Throughout the nineteenth century, Americans built a transportation network that stretched across the country. Turnpikes, steamboats, canals, and railroads gave travelers easy access to the scenic beauties of the American landscape; while published guidebooks, maps, and tourist hotels provided updated information and accommodations.

The Catskill Mountains developed as one of the first scenic areas in the United States to receive tourists. Steamboats cruising up and down the Hudson River easily brought travelers to Catskill Landing and from there stagecoaches transported them to the top of the mountains. In 1824, a group of land investors constructed the first tourist hotel in the Catskills on the eastern ridge overlooking the Hudson Valley. The Catskill Mountain House, as it was named, grew in size and elegance. It stood at the center of regional tourism and became a destination for sightseers and artists alike.

:: SOURCE INFORMATION ::
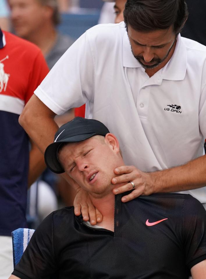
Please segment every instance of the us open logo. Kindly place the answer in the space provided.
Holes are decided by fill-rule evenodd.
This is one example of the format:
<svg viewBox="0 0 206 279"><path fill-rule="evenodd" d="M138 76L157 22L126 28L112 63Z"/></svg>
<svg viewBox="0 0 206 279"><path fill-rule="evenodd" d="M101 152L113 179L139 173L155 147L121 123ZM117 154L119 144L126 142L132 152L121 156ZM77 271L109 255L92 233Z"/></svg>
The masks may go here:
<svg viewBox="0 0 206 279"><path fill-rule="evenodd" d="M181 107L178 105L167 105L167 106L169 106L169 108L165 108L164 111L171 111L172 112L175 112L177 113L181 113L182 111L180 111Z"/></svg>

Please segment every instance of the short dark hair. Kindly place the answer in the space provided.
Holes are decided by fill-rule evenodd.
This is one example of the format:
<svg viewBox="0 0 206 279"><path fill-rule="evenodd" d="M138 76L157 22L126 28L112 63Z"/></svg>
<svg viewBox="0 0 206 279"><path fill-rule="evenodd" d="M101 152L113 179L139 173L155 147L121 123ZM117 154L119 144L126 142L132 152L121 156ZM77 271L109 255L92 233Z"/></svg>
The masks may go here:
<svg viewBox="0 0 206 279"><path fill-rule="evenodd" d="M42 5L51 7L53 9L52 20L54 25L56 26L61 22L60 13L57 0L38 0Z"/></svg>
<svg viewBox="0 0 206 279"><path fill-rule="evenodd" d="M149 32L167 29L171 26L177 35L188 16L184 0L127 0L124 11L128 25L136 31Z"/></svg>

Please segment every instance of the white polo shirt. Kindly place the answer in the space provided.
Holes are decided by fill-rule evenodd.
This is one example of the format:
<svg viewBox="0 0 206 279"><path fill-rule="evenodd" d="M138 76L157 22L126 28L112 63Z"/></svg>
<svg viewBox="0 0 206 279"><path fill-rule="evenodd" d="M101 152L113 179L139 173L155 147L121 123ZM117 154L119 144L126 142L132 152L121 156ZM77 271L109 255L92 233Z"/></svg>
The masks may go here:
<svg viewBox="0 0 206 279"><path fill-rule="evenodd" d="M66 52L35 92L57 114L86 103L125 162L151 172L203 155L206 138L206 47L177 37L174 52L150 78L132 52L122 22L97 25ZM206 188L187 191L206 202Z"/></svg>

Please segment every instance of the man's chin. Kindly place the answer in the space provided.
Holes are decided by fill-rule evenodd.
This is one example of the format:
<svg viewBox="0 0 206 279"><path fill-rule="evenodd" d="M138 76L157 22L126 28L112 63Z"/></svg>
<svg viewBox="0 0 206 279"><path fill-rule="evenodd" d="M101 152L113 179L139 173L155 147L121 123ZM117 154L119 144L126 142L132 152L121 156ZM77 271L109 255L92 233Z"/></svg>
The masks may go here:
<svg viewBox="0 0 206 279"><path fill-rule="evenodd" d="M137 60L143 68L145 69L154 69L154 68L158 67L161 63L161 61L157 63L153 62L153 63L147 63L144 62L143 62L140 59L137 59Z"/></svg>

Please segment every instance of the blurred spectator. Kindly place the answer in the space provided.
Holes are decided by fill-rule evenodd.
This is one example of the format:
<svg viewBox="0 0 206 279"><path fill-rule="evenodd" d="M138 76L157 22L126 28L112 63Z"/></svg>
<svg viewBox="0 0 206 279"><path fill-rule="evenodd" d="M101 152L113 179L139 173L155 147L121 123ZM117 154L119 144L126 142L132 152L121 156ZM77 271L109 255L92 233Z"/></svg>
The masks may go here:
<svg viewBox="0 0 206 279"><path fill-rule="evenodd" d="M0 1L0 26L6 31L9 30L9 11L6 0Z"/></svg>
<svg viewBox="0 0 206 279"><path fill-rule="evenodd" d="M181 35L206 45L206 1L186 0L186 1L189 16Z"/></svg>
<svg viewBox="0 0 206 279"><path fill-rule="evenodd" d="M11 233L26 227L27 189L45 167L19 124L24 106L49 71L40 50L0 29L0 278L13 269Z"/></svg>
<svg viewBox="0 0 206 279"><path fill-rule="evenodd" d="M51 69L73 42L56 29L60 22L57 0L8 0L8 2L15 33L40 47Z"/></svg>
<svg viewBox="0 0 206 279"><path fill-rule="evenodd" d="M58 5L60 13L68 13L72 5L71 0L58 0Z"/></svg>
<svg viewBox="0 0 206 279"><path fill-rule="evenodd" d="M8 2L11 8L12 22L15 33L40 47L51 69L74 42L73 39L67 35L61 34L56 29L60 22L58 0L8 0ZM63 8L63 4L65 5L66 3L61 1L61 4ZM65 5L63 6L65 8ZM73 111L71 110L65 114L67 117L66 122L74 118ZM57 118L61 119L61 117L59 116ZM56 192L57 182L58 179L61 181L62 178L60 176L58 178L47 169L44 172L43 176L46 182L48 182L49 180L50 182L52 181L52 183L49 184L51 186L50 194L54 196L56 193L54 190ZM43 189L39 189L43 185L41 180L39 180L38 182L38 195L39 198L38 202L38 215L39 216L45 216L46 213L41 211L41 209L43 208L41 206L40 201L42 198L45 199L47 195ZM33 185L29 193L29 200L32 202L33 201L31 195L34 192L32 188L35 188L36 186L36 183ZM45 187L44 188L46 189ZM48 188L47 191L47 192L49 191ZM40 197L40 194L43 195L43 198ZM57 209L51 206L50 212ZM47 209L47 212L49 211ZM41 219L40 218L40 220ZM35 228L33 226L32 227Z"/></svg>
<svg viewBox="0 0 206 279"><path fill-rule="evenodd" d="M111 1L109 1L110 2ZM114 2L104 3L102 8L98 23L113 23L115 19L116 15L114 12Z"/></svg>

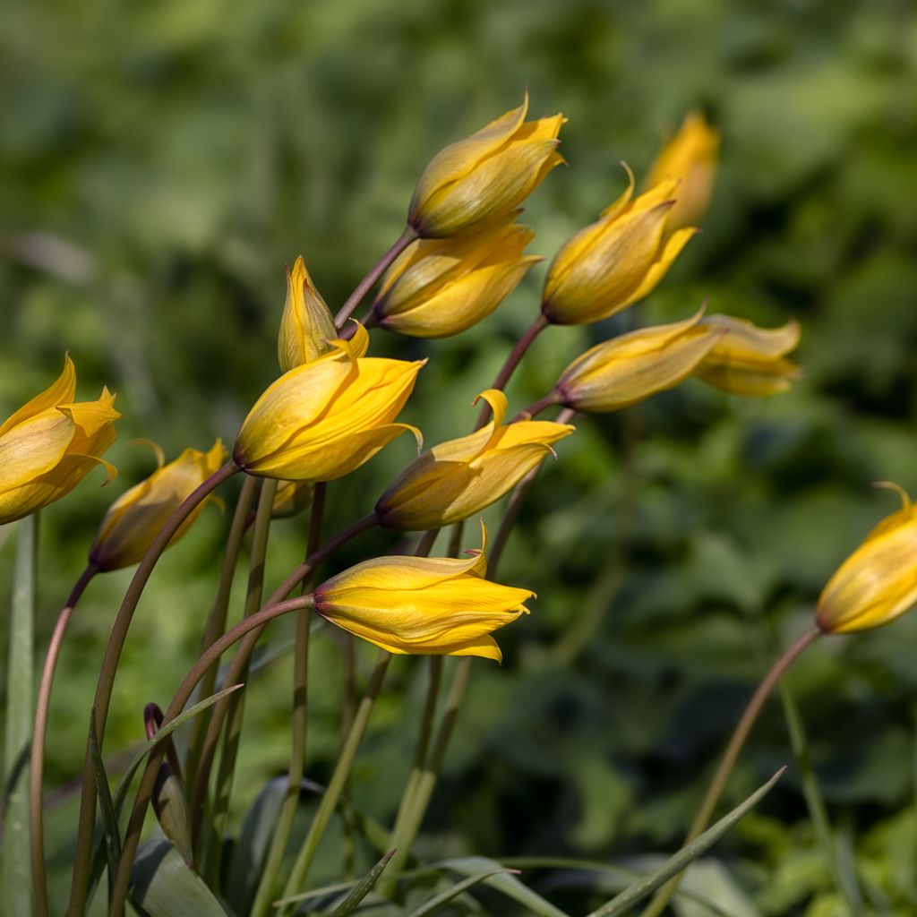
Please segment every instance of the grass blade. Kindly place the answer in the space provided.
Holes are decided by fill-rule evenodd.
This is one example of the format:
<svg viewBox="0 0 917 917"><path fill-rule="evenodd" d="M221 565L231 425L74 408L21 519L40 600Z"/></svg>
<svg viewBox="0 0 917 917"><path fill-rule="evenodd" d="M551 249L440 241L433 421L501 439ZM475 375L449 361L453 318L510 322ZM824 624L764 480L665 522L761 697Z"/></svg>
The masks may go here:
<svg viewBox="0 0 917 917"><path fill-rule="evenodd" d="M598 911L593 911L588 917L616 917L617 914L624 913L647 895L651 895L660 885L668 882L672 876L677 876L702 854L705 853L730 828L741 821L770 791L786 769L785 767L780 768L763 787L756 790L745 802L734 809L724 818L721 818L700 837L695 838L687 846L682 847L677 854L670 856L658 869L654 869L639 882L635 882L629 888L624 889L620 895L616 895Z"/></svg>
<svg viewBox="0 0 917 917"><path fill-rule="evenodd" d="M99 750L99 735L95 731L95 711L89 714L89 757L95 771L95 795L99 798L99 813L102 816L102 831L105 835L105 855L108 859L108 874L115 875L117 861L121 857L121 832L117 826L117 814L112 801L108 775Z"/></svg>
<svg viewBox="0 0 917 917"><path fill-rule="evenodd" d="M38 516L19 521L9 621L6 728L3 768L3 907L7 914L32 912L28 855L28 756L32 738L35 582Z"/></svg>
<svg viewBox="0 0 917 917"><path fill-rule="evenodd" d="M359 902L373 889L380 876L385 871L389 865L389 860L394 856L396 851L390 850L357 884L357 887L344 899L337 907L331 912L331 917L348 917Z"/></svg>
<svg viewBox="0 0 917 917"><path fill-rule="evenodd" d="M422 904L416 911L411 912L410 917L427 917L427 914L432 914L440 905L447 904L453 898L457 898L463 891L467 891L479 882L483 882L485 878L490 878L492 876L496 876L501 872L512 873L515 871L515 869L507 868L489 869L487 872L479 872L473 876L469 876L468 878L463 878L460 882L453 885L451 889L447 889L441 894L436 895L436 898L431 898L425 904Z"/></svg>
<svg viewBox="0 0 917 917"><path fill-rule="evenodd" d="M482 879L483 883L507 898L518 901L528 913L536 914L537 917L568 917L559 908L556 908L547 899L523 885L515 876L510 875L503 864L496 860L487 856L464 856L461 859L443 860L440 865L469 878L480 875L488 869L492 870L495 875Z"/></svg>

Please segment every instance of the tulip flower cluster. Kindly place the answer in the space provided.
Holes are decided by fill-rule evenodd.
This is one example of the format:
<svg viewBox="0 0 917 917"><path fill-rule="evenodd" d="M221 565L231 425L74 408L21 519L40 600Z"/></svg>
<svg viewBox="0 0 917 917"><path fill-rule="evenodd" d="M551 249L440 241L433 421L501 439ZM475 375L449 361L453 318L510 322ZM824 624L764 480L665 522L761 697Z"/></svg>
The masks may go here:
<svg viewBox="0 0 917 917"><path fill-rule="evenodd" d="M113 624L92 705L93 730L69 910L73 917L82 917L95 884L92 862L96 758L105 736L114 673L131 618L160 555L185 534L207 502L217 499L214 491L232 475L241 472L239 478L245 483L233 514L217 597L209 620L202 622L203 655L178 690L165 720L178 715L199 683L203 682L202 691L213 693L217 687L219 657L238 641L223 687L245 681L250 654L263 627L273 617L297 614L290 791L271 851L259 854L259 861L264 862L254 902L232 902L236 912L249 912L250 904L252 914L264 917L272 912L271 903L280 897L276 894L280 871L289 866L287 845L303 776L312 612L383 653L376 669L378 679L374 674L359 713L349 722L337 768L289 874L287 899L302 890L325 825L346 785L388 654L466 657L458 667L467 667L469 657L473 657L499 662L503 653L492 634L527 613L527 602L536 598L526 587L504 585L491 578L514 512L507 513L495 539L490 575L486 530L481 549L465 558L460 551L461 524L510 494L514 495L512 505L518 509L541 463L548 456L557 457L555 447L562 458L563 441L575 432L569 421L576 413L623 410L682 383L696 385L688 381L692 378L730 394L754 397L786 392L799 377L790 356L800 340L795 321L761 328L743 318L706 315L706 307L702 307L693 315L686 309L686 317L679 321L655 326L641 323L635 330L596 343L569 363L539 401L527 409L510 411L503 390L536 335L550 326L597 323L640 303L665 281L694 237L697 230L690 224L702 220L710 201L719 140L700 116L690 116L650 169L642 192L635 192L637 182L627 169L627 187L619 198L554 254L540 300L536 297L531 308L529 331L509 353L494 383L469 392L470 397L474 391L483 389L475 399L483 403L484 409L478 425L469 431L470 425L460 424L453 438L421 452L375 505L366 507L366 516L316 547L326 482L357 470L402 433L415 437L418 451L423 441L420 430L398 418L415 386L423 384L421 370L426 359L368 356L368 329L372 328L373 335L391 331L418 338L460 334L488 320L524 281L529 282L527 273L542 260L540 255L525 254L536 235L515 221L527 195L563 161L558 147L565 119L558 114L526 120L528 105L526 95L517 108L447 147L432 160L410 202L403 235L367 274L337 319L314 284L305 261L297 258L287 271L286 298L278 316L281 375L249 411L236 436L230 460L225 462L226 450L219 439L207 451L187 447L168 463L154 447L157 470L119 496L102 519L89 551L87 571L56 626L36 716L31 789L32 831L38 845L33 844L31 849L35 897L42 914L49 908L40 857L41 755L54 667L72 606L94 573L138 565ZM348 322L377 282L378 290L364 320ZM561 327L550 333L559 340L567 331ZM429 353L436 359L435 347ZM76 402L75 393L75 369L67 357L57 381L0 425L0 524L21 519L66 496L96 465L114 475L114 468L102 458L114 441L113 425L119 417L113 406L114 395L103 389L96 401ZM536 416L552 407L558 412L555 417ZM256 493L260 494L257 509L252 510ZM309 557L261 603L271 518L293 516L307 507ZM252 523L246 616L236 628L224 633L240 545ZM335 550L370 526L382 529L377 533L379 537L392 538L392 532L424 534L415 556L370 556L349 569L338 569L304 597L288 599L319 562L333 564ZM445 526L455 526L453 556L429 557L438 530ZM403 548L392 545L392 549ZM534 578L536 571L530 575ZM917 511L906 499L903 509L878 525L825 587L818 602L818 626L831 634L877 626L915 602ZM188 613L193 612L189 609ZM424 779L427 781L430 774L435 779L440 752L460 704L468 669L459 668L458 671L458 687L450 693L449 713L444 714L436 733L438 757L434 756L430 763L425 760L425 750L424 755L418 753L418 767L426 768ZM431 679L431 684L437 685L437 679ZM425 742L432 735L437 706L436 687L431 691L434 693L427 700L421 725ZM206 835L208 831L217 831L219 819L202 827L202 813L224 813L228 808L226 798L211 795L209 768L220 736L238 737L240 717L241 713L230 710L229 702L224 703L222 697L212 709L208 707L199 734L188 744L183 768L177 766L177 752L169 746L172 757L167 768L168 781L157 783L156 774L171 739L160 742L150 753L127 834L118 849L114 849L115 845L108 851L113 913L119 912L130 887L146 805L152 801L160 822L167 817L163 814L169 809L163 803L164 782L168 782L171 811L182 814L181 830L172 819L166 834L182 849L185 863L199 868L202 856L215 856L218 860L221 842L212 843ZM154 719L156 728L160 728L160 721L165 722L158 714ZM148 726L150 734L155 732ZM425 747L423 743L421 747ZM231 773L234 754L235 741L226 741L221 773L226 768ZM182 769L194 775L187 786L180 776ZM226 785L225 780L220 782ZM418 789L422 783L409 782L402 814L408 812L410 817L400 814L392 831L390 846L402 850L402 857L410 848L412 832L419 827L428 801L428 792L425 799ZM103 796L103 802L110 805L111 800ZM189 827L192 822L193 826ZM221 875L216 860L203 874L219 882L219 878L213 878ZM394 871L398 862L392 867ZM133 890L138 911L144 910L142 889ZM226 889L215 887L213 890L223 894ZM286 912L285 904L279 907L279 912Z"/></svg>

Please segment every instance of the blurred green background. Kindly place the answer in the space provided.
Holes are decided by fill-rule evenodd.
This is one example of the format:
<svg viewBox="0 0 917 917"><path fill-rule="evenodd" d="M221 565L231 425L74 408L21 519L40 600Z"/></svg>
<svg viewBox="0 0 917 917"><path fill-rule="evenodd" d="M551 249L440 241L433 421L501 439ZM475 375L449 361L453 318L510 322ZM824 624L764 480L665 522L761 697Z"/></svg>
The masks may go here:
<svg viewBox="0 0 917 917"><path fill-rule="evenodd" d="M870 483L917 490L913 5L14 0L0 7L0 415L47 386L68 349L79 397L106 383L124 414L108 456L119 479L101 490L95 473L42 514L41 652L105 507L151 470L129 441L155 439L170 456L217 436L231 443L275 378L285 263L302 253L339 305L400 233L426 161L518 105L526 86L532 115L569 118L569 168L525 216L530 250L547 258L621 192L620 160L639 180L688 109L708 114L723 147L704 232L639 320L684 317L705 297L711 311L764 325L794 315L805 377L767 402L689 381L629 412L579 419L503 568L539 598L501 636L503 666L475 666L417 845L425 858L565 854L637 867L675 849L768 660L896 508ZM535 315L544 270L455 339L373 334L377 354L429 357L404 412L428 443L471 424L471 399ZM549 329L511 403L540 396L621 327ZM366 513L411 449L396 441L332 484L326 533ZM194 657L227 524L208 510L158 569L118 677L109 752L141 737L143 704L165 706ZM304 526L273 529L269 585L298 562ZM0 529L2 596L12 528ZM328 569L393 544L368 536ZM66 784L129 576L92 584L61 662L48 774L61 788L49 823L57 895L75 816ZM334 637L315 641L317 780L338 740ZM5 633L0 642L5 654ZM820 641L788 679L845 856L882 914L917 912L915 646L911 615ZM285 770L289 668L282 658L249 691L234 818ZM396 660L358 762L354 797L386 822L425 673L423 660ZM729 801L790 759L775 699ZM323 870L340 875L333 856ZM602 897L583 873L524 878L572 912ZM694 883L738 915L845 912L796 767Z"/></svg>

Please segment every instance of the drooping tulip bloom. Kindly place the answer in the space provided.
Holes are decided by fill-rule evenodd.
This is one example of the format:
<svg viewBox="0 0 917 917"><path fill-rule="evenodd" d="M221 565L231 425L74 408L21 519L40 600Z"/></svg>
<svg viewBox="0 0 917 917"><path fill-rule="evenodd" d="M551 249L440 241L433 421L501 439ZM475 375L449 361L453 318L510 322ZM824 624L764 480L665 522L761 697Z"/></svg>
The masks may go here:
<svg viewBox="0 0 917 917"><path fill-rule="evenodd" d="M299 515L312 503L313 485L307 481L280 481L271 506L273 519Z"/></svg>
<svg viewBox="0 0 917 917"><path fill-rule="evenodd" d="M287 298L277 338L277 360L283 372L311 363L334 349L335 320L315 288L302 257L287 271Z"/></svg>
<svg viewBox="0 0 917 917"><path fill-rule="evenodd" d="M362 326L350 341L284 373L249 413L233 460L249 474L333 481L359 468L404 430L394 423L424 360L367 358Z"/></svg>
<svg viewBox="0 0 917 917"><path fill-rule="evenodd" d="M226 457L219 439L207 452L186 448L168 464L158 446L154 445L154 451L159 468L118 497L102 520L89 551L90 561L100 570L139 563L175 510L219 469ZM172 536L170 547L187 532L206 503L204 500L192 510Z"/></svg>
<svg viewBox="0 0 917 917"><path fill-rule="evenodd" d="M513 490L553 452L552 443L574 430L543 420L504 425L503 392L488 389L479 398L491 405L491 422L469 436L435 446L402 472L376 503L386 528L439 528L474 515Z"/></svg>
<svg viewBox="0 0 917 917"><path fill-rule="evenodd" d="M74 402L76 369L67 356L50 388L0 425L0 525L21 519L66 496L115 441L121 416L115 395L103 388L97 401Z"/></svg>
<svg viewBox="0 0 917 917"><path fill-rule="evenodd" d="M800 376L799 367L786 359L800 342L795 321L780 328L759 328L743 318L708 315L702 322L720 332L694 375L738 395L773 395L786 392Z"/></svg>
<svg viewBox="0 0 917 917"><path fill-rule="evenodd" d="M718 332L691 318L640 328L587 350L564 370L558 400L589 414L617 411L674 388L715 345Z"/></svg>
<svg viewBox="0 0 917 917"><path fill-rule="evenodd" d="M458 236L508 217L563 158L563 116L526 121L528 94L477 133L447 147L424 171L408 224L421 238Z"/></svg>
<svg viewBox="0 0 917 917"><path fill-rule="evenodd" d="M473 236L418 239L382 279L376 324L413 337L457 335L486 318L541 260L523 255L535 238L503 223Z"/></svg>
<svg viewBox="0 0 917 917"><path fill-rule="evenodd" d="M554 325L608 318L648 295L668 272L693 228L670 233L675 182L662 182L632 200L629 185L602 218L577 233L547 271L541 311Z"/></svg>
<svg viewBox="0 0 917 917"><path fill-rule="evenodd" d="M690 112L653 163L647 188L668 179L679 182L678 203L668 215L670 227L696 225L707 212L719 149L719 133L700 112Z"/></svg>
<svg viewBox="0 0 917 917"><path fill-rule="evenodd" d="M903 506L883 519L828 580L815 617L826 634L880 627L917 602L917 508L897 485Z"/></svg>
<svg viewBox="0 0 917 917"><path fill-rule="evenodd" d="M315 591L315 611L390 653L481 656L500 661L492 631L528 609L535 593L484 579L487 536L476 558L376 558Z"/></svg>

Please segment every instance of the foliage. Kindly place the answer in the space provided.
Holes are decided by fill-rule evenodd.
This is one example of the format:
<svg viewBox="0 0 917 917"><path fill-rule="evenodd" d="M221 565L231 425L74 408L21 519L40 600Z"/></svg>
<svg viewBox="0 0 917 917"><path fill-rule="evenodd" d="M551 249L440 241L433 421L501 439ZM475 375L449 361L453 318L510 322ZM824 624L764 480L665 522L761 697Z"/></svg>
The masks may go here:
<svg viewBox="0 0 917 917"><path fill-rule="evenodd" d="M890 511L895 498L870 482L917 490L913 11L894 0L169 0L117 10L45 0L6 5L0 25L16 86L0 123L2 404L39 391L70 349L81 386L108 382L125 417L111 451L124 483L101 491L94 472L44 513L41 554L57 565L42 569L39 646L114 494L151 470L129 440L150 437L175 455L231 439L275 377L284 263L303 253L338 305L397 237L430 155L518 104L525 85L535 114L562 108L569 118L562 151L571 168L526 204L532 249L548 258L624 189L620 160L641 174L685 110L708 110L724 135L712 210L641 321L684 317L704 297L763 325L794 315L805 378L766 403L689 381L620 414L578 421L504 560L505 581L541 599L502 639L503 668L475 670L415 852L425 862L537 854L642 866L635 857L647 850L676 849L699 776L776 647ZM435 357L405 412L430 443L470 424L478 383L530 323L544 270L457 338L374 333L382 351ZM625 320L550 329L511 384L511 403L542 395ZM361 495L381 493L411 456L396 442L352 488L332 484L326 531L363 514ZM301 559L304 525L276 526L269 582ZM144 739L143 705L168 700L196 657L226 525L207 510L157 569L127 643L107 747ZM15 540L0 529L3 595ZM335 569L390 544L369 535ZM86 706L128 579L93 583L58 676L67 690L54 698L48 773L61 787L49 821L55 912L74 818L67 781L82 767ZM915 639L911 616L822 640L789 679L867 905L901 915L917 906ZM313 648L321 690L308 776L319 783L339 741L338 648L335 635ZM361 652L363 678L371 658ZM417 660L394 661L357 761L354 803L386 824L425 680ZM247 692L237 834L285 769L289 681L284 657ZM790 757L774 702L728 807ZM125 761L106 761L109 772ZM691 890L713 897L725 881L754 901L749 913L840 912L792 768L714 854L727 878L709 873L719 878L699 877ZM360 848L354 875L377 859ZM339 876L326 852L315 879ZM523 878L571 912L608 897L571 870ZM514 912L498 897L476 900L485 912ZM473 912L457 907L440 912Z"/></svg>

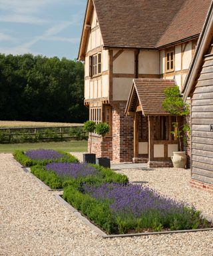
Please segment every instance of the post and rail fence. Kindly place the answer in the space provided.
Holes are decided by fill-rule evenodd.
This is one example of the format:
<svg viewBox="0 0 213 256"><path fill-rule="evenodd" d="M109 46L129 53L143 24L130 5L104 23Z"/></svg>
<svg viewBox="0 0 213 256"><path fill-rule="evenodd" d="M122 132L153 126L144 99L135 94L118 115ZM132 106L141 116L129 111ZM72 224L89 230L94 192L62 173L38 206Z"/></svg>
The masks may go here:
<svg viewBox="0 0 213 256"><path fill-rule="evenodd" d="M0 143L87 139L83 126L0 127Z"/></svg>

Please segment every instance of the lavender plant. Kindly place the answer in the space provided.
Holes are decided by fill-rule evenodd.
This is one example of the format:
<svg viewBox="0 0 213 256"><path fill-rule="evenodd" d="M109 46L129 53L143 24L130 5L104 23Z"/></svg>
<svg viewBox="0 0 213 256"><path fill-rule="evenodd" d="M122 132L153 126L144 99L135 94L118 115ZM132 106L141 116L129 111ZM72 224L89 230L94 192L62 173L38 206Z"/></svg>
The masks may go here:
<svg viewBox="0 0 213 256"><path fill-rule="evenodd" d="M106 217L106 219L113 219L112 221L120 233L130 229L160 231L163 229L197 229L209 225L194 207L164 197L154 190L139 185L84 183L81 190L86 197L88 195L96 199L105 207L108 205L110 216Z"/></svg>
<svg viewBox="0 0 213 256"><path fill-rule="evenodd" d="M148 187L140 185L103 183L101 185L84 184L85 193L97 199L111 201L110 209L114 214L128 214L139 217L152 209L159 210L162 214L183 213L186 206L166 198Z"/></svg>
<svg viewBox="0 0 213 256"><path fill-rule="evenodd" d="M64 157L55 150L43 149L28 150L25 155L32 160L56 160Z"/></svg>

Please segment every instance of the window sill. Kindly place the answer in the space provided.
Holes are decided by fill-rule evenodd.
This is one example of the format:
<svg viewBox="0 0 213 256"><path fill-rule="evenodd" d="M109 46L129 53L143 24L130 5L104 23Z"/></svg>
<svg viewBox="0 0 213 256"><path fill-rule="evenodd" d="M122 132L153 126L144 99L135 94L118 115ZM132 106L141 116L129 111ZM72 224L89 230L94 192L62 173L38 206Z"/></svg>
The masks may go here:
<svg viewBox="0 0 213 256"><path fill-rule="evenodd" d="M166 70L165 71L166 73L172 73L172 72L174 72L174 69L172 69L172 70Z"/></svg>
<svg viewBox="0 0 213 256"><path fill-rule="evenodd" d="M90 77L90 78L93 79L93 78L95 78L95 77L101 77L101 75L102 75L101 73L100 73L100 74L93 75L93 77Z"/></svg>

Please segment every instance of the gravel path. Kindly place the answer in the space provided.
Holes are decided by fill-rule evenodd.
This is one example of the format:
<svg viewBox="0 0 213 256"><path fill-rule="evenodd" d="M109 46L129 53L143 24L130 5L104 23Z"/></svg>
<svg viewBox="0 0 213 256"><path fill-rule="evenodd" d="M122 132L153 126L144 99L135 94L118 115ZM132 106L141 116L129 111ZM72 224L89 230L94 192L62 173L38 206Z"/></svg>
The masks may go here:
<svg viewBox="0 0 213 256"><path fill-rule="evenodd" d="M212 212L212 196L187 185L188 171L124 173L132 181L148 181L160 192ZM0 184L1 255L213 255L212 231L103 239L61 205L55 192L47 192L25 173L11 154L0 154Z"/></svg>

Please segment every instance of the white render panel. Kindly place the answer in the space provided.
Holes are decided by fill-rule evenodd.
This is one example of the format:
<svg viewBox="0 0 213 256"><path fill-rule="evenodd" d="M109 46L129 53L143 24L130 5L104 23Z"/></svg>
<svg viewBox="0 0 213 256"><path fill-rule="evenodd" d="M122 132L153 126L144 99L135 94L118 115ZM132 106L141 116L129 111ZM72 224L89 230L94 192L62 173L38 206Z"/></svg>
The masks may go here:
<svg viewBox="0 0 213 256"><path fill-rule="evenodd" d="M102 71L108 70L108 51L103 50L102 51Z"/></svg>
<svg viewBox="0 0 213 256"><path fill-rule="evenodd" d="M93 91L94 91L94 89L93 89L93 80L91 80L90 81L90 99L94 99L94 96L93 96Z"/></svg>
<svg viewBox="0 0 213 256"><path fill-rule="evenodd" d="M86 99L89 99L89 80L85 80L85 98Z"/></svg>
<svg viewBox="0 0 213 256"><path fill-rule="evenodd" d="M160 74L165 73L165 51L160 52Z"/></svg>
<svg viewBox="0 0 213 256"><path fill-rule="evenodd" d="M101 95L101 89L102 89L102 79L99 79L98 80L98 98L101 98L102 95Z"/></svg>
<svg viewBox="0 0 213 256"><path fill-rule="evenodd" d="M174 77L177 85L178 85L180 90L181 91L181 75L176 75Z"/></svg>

:: EXERCISES ::
A. List every means of transportation named in the passage on Catskills tourism.
B. Answer these questions from the passage on Catskills tourism, one answer per line, marked the same way:
(i) Besides guidebooks and maps, what provided accommodations for travelers?
(ii) In what year was the first tourist hotel in the Catskills built?
(iii) On which ridge did that hotel stand?
C. From the passage on Catskills tourism, echo the words between "Throughout the nineteenth" and "information and accommodations.", inclusive.

:: TASK RESULTS ::
A. Turnpikes, steamboats, canals, railroads, stagecoaches

B.
(i) Tourist hotels
(ii) 1824
(iii) The eastern ridge overlooking the Hudson Valley

C.
Throughout the nineteenth century, Americans built a transportation network that stretched across the country. Turnpikes, steamboats, canals, and railroads gave travelers easy access to the scenic beauties of the American landscape; while published guidebooks, maps, and tourist hotels provided updated information and accommodations.